Reproduce the following lines verbatim, preserving every character, number, and line break.

################

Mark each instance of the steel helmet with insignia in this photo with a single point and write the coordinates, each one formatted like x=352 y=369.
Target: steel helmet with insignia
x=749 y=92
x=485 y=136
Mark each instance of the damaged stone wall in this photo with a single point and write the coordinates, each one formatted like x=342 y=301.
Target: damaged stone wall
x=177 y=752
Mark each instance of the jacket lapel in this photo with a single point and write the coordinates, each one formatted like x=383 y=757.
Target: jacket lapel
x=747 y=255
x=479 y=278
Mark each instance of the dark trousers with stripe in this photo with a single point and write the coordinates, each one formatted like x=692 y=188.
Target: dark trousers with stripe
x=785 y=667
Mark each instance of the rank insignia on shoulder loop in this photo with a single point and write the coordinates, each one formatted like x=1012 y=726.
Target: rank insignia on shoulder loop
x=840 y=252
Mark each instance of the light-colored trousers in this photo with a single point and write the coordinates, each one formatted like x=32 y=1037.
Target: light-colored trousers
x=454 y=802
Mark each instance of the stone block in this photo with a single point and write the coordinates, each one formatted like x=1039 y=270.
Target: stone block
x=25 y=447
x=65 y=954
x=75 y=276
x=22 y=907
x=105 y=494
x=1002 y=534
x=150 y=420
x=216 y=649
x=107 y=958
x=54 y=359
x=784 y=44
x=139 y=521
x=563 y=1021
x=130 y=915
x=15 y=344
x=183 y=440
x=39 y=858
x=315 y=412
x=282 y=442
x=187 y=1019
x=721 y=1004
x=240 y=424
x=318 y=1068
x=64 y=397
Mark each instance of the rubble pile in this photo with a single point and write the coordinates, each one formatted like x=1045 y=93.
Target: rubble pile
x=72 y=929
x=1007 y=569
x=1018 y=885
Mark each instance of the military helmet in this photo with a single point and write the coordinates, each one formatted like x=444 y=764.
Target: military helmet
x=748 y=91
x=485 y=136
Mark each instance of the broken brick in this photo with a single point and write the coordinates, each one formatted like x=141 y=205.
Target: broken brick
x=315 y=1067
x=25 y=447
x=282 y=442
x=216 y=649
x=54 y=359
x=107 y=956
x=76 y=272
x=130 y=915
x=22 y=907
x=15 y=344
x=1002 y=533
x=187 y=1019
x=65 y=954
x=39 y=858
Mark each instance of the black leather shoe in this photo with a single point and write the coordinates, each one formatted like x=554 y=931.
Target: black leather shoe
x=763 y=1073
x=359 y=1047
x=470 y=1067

################

(ANSWER TO THIS EXERCISE):
Mark each instance of the steel helmet with insignia in this photo with a single point and write the coordinates, each one formatted like x=352 y=369.
Target: steel helmet with insignia
x=749 y=92
x=485 y=136
Mark each instance of the damaged stone wall in this photo with a single point and write the coordinates, each one formatted like x=342 y=301.
Target: damaged stone wall
x=177 y=752
Mark each instance of the jacket lapel in this photo with a single point and write the coordinates, each one formatted like x=383 y=757.
Target: jacket lapel
x=747 y=255
x=479 y=278
Mark each instance of the dark trousers with stripe in this photo with a single point and write the coordinates, each one formatted like x=692 y=188.
Target: dark trousers with stripe
x=785 y=667
Mark each instance of the rank insignia on shoulder loop in this photo with a single point and write the coordinates, each one formatted like x=1012 y=726.
Target: rank insignia on shoulder loop
x=840 y=252
Mark each instance of the light-colored trousers in this photo with a single point and write the coordinates, each one formatted like x=32 y=1037.
Target: light-colored trousers
x=454 y=802
Mark each instance of the stone block in this photo with a single point and write the coordinates, each one formatted like x=1039 y=270.
Target: stone block
x=25 y=447
x=65 y=954
x=75 y=276
x=22 y=907
x=105 y=494
x=1002 y=534
x=150 y=420
x=216 y=649
x=107 y=958
x=54 y=359
x=784 y=44
x=139 y=521
x=563 y=1021
x=130 y=915
x=15 y=344
x=183 y=440
x=39 y=858
x=315 y=412
x=282 y=442
x=187 y=1019
x=721 y=1004
x=240 y=424
x=318 y=1068
x=64 y=397
Mark each instance of the rubble pile in this photo with a single point and write the coordinates, each one formatted like x=1045 y=93.
Target: rubble pile
x=72 y=929
x=1007 y=569
x=1018 y=885
Mark each instance of the military helmet in this photo with a single point and write the coordinates, each one formatted like x=444 y=764.
Target: military helmet
x=748 y=91
x=485 y=136
Mark each instance of the broken brick in this photo with a single point and write the coordinates, each one formatted like x=141 y=205.
Target: broken brick
x=315 y=1067
x=25 y=447
x=282 y=442
x=216 y=649
x=54 y=359
x=107 y=956
x=76 y=272
x=130 y=915
x=22 y=907
x=15 y=344
x=1002 y=533
x=187 y=1019
x=65 y=954
x=39 y=858
Mark each instance of the black leather shoe in this photo with a single point and write the coordinates, each one formatted like x=554 y=931.
Target: black leather shoe
x=763 y=1073
x=359 y=1047
x=470 y=1067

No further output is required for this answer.